Convert the lines below into a numbered list, skipping the blank lines and omitting the picture.

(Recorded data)
=-=-=-=-=
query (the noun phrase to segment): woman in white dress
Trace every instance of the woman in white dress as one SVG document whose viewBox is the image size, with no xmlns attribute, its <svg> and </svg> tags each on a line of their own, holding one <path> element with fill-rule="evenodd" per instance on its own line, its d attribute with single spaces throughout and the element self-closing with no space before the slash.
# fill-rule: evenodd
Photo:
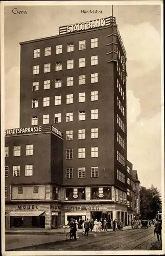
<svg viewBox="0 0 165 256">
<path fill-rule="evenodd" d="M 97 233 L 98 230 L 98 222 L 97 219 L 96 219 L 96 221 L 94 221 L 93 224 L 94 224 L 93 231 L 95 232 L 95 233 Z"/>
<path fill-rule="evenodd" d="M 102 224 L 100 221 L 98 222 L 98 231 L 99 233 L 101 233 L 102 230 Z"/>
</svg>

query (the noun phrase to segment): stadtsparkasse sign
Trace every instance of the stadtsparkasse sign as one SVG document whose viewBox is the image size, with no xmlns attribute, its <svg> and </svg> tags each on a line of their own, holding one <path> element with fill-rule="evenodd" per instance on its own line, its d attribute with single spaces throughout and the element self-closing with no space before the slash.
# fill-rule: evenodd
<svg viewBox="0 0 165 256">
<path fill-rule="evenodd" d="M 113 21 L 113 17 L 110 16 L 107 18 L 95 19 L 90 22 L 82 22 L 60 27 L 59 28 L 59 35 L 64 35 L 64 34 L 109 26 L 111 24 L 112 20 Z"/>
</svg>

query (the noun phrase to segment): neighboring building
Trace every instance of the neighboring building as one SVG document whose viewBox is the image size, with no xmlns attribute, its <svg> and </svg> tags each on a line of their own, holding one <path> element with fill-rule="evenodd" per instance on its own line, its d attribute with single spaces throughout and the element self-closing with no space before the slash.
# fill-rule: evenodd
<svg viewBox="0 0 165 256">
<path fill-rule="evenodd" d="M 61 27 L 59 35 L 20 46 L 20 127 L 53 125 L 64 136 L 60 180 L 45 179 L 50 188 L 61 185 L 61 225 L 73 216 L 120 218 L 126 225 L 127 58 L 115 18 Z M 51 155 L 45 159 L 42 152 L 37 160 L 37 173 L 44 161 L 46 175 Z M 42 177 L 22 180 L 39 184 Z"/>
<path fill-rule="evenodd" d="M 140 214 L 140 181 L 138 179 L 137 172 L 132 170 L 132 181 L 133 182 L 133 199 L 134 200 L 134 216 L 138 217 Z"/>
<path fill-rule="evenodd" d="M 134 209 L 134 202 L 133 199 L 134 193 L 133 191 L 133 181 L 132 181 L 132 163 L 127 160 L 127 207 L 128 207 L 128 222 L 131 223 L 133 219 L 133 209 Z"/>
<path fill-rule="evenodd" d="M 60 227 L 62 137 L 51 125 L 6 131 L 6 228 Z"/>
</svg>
=-=-=-=-=
◆ **Exercise output**
1. query (the noun phrase to segment): woman in white dress
2. Trace every instance of the woman in white dress as one SVG document whose viewBox is the image size, with no xmlns attribute, its <svg> and </svg> tags each on a line of their own, holding one <path> element with fill-rule="evenodd" per instance on its own line, its d attribute with single spaces throughout and the element self-closing with no space before the slash.
3. # fill-rule: evenodd
4. Photo:
5. <svg viewBox="0 0 165 256">
6. <path fill-rule="evenodd" d="M 97 233 L 98 230 L 98 222 L 97 219 L 96 219 L 96 221 L 94 221 L 93 224 L 94 224 L 93 231 L 95 232 L 95 233 Z"/>
7. <path fill-rule="evenodd" d="M 102 224 L 100 221 L 98 222 L 98 231 L 99 233 L 101 233 L 102 230 Z"/>
8. </svg>
9. query (the noun phrase to segment): stadtsparkasse sign
10. Trace every instance of the stadtsparkasse sign as one SVG document whose viewBox is the image size, with no xmlns attribute, its <svg> and </svg> tags each on a line of their own, holding one <path> element with fill-rule="evenodd" per instance on its own line, its d attribute with single spaces throughout and the element self-closing with no space before the slash.
11. # fill-rule: evenodd
12. <svg viewBox="0 0 165 256">
13. <path fill-rule="evenodd" d="M 113 21 L 113 17 L 110 16 L 107 18 L 95 19 L 90 22 L 82 22 L 60 27 L 59 28 L 59 35 L 64 35 L 64 34 L 109 26 L 111 24 L 112 20 Z"/>
14. </svg>
15. query (the noun phrase to segment): neighboring building
16. Trace every instance of the neighboring building as one SVG document whose viewBox is the image size, with no xmlns attribute, its <svg> and </svg> tags each on a line of their own, holding one <path> element with fill-rule="evenodd" per instance on its own line, its d attribute with single spaces throughout and the element self-closing with no space before the slash.
17. # fill-rule: evenodd
18. <svg viewBox="0 0 165 256">
19. <path fill-rule="evenodd" d="M 61 27 L 59 35 L 20 46 L 20 127 L 53 125 L 64 136 L 60 180 L 45 179 L 50 188 L 61 185 L 61 225 L 73 216 L 120 218 L 126 225 L 127 58 L 115 18 Z M 51 155 L 45 159 L 42 152 L 37 160 L 37 173 L 44 161 L 46 175 Z M 42 177 L 22 180 L 39 184 Z"/>
20. <path fill-rule="evenodd" d="M 140 214 L 140 181 L 138 179 L 137 172 L 132 170 L 132 181 L 133 182 L 133 199 L 134 200 L 134 216 L 138 217 Z"/>
21. <path fill-rule="evenodd" d="M 134 209 L 134 202 L 133 199 L 134 193 L 133 191 L 133 181 L 132 181 L 132 163 L 127 160 L 127 207 L 128 207 L 128 222 L 131 223 L 133 219 L 133 209 Z"/>
22. <path fill-rule="evenodd" d="M 60 227 L 62 137 L 51 125 L 6 131 L 6 228 Z"/>
23. </svg>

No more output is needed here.